===== Gösterilen metin

Ben – Dostum gerçekten masraflarınızı ve ihtiyaçlarınızı nasıl hallediyorsunuz burada?
O – Herkesin iyi kötü bir düzeni var, ama burada ne masrafın olacak ki ? Akşamdan ağ at, sabah 10 kilo balık çekersin, et yemek istersen ormanda avlanırsın, her şey var. Bak şurada küçük bir bahçe yaptım kendime bir şeyler yetişiyor, e yakacak desen ormandan topla. Tabi gidip ağaç kesmiyoruz, kurumuş olanları topluyoruz. Su da dereden geliyor. Çeşmemiz var. Telefon kullanmıyorum, zaten elektrik yok burada. Çok ekstra birşey lazım olursa ailelerden bazılarının şehirde işleri var, gidip gelenlerden istiyoruz, getiriyorlar. Başka ne masrafın olacak ki?
Ben – …………..

==========
===== Veri bölümü

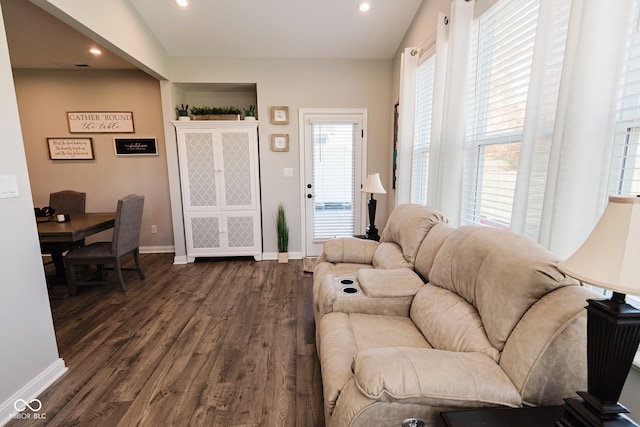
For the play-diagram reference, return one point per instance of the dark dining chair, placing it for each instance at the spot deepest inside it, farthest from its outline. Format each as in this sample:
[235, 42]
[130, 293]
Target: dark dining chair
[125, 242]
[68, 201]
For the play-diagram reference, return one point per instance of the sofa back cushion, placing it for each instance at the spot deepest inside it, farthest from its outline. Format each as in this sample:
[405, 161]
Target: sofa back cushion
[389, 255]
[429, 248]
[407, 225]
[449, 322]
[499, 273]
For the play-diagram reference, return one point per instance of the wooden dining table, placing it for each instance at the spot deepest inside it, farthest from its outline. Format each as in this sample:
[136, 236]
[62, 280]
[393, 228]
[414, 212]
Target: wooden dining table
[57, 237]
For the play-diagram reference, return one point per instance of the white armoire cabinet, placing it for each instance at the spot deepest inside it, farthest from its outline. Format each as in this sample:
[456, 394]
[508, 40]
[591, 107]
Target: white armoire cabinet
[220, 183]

==========
===== Veri bölümü

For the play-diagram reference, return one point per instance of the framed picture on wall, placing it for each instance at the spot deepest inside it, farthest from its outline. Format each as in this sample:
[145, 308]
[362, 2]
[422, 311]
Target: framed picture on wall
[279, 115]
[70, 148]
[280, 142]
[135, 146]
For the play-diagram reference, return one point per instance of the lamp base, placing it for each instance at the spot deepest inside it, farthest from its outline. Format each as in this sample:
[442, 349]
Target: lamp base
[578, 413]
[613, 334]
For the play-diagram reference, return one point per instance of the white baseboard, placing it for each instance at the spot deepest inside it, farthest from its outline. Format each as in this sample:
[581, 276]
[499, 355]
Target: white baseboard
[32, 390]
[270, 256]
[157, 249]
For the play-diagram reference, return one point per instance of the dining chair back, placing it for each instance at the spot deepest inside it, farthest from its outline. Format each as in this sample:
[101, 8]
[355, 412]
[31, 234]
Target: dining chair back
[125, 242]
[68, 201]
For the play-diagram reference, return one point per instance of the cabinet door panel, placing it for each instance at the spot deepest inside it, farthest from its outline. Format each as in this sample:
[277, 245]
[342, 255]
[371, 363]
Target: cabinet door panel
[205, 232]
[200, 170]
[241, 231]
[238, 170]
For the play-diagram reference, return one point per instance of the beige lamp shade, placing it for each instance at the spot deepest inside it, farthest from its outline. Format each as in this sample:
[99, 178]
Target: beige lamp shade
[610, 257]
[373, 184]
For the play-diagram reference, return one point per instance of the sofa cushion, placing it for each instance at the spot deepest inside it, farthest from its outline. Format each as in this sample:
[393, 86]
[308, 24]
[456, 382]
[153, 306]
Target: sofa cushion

==========

▶ Görevler:
a) Yukarıdaki metinde geçen "Su da dereden geliyor." cümlesini İngilizceye çevirin.
b) Satırları süzerek "baseboard" dizesini içeren her satırı aynen kopyalayın. Büyük-küçük harf ayrımı dikkate alınmalıdır.

▶ Görevlere göre yanıtlar:
a) The water comes from the stream.

b)
For the play-diagram reference, return one point per instance of the white baseboard, placing it for each instance at the spot deepest inside it, farthest from its outline. Format each as in this sample:
Target: white baseboard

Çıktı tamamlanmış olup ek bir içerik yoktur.